All models were run with no extrapolation to avoid artificial projections of extreme values of ecological variables (Elith et al., 2011; Owens et al., 2013), while other MaxEnt parameters were set to default. Then, to aid model validation and interpretation, we converted the logistic values of suitability from each model into a presence-absence map by setting a decision threshold equal to the tenth percentile training presence (TPTP). This threshold allows reducing commission errors (i.e., areas of over-prediction) in our final binary maps, while recovering more conservative species distributional ranges (Liu et al., 2013). In fact, previous works suggested to use this threshold for a better recovery of species distributional areas (Escalante et al., 2013; Owens et al., 2013). In addition, models for species with 8–14 records were developed using all presence data and assessed with a Jackknife test (Pearson et al., 2007), while for species with >15 records (n = 711), models were generated using a random sampling of 80% of the locality records for model training and the remaining 20% for model evaluation. For these latter, statistical performance of models was evaluated using the Partial-ROC test (Peterson et al., 2008). Likewise, to generate only the “best hypothesis map” for each species, we compared our final maps against available distributional information of each species (e.g., Cracraft, 1985; Gordon and Ornelas, 2000; Herzog and Kessler, 2002; Schulenberg et al., 2010; Gill and Donsker, 2015; Herzog et al., 2016) discarding those models with high commission errors and/or statistically not significant.

For each species, we obtained geographic distribution maps estimates in the future by overlaying the binary projections (i.e., transferring to future climate scenarios) from the four global climate models and only considering sites in which at least three models coincided. In this sense, four consensus maps were obtained for the modeled forecasts for every bird species (two years [2050 and 2070] × two scenarios [RCP4.5 and RCP8.5]). Processing of ENMs were performed in ArcMap 10.2.2 (ESRI, 2010) using the “raster calculator” toolbox. All models obtained were cropped to the geographic extent within latitudes 34º 40′ 37.09″ – 0° 16′ 22.8″ N and longitudes -118° 20′ 25.62″ – −56° 30′ 25.62″ W (corresponding to the extension range of the NSDF herein studied; Fig. 1).

We measured the potential change in the distribution areas for each species under two assumptions regarding dispersal ability: contiguous dispersal vs. not-dispersal (Peterson et al., 2002). For the first case, the assumption was that species would be able to disperse through continuous habitat but not jump over barriers as defined by the calibration area; that is, the modelled actual distribution was overlapped with the post-change (i.e., new areas in future scenarios) prediction. In the second case, the assumption was that species were simply unable to disperse and would inhabit only those portions of present distributional areas that remain habitable, meaning that modelled actual distributions would reduce to those areas predicted to be habitable post-change. Because the not-dispersal scenario is a sub-set in the geographic space from contiguous dispersal, this must be considered as the most “unfavorable” scenario for the species.

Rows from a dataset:
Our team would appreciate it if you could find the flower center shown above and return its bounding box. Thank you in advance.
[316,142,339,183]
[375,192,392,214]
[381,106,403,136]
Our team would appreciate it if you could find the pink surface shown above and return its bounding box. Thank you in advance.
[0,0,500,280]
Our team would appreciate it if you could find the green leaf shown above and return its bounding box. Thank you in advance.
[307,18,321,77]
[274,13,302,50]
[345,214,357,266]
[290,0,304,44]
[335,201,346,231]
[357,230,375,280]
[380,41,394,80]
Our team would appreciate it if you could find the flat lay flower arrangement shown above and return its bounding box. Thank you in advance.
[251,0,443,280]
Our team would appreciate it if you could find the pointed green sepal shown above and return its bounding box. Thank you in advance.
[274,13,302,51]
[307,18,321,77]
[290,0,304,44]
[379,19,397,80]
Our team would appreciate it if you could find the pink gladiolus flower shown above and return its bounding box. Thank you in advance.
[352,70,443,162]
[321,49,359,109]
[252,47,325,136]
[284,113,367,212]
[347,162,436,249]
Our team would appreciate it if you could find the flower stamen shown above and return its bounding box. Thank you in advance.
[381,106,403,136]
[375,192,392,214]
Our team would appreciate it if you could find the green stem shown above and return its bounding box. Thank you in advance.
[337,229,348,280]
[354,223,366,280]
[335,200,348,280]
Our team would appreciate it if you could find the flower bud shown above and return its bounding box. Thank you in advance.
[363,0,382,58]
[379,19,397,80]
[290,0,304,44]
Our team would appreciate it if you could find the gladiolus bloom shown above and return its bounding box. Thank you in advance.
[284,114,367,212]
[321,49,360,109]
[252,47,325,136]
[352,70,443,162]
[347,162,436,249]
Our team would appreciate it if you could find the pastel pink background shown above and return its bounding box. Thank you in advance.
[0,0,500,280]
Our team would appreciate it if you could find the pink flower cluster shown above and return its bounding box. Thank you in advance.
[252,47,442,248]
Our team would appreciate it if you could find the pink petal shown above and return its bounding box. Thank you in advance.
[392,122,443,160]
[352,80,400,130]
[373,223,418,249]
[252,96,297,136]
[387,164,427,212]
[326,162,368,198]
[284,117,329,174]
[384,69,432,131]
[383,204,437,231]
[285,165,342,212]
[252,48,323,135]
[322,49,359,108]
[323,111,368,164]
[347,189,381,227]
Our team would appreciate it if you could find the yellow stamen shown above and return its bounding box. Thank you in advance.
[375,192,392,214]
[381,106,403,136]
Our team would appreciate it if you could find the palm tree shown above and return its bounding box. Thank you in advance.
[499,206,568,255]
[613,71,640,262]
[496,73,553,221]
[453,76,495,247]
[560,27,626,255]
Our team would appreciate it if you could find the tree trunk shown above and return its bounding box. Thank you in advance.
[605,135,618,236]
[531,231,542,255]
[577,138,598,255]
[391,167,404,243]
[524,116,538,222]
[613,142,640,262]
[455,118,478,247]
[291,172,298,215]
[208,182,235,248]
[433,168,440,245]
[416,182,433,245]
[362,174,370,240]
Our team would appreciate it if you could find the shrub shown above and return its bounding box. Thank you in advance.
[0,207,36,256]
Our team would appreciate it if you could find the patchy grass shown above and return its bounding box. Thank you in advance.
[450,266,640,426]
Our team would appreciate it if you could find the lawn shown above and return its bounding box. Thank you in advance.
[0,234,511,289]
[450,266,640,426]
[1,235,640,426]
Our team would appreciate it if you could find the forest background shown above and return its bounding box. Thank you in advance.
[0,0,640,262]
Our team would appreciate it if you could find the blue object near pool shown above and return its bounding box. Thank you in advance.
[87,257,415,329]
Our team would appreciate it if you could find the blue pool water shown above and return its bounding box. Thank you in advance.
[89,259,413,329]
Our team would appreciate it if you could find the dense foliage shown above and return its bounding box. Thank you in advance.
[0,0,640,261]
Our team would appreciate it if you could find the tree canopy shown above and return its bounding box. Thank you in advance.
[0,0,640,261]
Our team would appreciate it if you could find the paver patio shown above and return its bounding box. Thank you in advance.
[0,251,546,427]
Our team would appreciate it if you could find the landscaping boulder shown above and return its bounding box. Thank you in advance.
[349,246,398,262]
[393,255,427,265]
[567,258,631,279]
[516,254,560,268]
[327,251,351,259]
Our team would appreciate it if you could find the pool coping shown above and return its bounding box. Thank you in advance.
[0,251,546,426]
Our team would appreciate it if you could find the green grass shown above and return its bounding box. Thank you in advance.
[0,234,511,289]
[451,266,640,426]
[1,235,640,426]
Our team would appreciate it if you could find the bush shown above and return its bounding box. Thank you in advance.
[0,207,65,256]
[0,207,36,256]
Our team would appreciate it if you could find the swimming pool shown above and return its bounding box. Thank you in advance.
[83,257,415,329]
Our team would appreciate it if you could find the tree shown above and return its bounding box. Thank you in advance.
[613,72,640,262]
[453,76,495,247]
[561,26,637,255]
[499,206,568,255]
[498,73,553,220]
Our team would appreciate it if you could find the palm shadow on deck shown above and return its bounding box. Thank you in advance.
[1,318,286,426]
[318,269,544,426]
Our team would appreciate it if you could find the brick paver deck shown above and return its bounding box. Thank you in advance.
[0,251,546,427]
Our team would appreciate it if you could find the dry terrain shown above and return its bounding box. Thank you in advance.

**Problem set**
[1] From the passage on modeling bird distributions, list every source given as an example of the available distributional information that the final maps were compared against.
[2] Express the records from the start through the line with "[251,0,443,280]" as a two-column CSV with columns request and box. Give one row for each request, with its text and its answer each in a single quoted field and line breaks turned into spaces.
These records are unrelated to the passage on modeling bird distributions.

**Exercise answers**
[1]
Cracraft, 1985
Gordon and Ornelas, 2000
Herzog and Kessler, 2002
Schulenberg et al., 2010
Gill and Donsker, 2015
Herzog et al., 2016

[2]
request,box
"Our team would appreciate it if you could find the flower center shown above and return its bounding box. Thank you in advance.","[316,142,339,183] [375,192,392,214] [381,106,403,136]"
"Our team would appreciate it if you could find the pink surface shown above and return its bounding box. Thank you in advance.","[0,0,500,280]"
"Our team would appreciate it if you could find the green leaf shown above and return its bounding box. Thank you in advance.","[307,18,321,77] [274,13,302,50] [345,214,357,266] [290,0,304,44] [335,201,346,231] [357,230,375,280] [380,41,394,80]"
"Our team would appreciate it if you could find the flat lay flower arrangement shown above and return its bounding box. Thank you in advance.","[251,0,443,280]"